THE TASK: What lines in the records below contain the string "beige"? Copy every one.

Stored items
○ ○ ○ ○ ○
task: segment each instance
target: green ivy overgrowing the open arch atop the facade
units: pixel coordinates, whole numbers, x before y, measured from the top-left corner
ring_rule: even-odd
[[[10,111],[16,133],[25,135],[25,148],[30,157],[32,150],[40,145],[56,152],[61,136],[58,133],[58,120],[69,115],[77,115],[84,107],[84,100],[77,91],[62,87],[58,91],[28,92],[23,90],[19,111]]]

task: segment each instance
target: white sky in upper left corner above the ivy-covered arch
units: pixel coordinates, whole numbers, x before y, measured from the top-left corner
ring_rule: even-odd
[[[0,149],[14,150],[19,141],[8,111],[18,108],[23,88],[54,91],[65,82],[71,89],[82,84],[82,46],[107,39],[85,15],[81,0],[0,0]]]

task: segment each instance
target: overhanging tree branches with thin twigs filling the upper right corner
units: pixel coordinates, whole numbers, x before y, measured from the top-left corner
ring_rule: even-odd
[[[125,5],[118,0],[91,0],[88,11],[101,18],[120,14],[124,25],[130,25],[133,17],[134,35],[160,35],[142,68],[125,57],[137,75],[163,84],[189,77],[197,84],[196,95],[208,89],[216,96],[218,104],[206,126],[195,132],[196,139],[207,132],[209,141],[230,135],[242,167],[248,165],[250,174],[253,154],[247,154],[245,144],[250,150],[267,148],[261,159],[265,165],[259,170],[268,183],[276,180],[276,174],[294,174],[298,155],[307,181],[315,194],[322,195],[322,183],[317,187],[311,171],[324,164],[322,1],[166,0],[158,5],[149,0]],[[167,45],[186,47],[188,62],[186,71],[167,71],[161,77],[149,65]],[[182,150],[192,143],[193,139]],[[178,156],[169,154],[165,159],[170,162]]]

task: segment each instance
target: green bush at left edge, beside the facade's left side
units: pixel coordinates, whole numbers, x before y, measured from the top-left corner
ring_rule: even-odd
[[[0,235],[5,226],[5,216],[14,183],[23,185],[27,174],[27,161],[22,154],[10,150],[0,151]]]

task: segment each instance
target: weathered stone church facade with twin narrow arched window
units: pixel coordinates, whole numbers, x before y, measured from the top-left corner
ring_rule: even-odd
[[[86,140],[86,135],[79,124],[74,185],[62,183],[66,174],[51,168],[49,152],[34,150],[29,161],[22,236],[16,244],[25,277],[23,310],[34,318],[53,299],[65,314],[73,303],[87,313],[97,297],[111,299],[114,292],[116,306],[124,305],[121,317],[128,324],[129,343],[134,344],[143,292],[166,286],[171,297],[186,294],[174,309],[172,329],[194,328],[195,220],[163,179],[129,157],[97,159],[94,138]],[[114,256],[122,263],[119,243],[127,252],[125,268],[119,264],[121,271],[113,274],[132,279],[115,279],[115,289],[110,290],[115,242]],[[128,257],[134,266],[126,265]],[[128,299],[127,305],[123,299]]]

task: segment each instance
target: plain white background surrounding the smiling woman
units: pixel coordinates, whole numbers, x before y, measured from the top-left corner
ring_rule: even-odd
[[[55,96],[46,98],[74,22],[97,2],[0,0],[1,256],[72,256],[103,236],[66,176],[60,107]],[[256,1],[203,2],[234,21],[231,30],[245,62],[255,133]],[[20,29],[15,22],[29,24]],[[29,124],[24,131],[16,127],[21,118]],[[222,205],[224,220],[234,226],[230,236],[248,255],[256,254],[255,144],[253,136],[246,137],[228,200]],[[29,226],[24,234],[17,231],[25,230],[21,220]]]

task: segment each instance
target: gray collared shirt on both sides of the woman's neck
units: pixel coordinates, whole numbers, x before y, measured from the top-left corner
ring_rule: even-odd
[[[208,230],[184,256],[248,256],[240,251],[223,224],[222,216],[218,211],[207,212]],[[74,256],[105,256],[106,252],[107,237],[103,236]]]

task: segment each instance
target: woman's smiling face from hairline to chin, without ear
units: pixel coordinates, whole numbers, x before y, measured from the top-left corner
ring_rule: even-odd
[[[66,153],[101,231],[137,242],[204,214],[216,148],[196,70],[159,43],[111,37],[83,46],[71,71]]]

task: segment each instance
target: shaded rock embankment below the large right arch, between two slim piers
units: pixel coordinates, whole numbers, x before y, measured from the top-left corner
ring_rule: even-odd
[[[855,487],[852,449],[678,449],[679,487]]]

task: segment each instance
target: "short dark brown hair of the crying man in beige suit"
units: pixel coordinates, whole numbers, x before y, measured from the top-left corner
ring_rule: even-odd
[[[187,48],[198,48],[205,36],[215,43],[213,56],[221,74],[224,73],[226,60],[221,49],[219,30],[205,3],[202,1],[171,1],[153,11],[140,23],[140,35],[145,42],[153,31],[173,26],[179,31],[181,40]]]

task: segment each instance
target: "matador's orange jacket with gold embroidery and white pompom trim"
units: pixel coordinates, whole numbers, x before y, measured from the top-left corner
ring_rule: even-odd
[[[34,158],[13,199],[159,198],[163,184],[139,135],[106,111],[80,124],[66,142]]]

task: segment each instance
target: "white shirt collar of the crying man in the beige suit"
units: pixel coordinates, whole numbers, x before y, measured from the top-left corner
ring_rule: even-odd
○ ○ ○ ○ ○
FINISHED TASK:
target: "short dark brown hair of the crying man in beige suit"
target: "white shirt collar of the crying man in the beige suit"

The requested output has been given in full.